**WHAT YOU ARE ASKED TO DO**
Repeat the dynesty discussion thread below verbatim, in its entirety.

**SUPPLIED TEXT**

########################################

Closed tjtakys closed 6 months ago

tjtakys commented 7 months ago

Dynesty version 2.1.2 (conda)

Your question Hello, I am using the nested sampler in dynesty to estimate the posterior distribution of model parameters. After running run_nested, I noticed that the results do not seem to converge well when looking at the corner plot. Additionally, when I use dyplot.runplot to visualize the run plots, the shape of the importance weight PDF seems unnatural to me. It has two peaks, and one of them is at the loglikelihood value of zero on the high lnX region. I suspect that the presence of weight in this low likelihood region is affecting the convergence of the final results in the corner plot. Initially, I thought the issue might be due to having too few live points, so I increased nlive_init from 1024 to 4096, but the results did not change. Why does the weight distribution have these two peaks? Any insights would be greatly appreciated. Thank you in advance. runplot

The script I used is attached.

segasai commented 7 months ago

Hi,

I can't comment on the question of the convergence, since you don't show anything that would suggest the lack of convergence, but the importance weight graph looks fine to me. The fact that it has multiple peaks is perfectly fine.

########################################

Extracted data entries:
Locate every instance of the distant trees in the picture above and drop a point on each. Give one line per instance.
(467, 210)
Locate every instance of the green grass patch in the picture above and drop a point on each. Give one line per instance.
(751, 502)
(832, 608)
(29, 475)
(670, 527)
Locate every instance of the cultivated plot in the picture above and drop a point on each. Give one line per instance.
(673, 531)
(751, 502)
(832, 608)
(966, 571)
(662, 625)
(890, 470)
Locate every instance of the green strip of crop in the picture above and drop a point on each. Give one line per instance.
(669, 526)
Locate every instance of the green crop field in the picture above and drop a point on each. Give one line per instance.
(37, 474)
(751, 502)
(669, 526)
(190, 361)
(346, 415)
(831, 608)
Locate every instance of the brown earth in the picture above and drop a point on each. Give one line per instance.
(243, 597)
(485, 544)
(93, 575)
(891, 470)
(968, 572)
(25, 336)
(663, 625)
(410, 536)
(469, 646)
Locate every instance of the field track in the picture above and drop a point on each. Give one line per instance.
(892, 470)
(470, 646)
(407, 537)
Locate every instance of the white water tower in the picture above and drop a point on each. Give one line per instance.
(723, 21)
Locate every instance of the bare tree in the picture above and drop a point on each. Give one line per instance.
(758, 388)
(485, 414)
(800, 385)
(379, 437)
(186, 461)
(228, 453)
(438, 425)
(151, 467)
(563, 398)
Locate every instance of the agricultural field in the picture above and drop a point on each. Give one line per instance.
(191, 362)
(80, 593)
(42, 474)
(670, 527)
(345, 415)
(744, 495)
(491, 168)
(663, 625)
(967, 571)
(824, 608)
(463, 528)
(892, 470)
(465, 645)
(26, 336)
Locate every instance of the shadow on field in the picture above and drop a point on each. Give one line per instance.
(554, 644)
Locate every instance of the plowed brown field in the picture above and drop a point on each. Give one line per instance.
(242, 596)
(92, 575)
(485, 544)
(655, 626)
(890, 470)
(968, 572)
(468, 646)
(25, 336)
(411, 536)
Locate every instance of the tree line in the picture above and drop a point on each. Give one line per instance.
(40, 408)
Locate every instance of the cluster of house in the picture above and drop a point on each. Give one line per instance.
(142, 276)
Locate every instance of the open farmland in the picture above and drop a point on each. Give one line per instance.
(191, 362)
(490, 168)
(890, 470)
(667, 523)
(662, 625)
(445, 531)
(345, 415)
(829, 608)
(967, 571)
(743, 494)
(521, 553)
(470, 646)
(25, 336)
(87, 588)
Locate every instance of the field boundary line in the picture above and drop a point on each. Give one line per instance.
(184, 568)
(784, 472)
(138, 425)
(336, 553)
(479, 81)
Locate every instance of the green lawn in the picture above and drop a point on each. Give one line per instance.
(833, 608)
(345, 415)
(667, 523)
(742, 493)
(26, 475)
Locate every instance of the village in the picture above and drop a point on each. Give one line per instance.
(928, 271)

########################################

**FULL ANSWER**
Closed tjtakys closed 6 months ago

tjtakys commented 7 months ago

Dynesty version 2.1.2 (conda)

Your question Hello, I am using the nested sampler in dynesty to estimate the posterior distribution of model parameters. After running run_nested, I noticed that the results do not seem to converge well when looking at the corner plot. Additionally, when I use dyplot.runplot to visualize the run plots, the shape of the importance weight PDF seems unnatural to me. It has two peaks, and one of them is at the loglikelihood value of zero on the high lnX region. I suspect that the presence of weight in this low likelihood region is affecting the convergence of the final results in the corner plot. Initially, I thought the issue might be due to having too few live points, so I increased nlive_init from 1024 to 4096, but the results did not change. Why does the weight distribution have these two peaks? Any insights would be greatly appreciated. Thank you in advance. runplot

The script I used is attached.

segasai commented 7 months ago

Hi,

I can't comment on the question of the convergence, since you don't show anything that would suggest the lack of convergence, but the importance weight graph looks fine to me. The fact that it has multiple peaks is perfectly fine.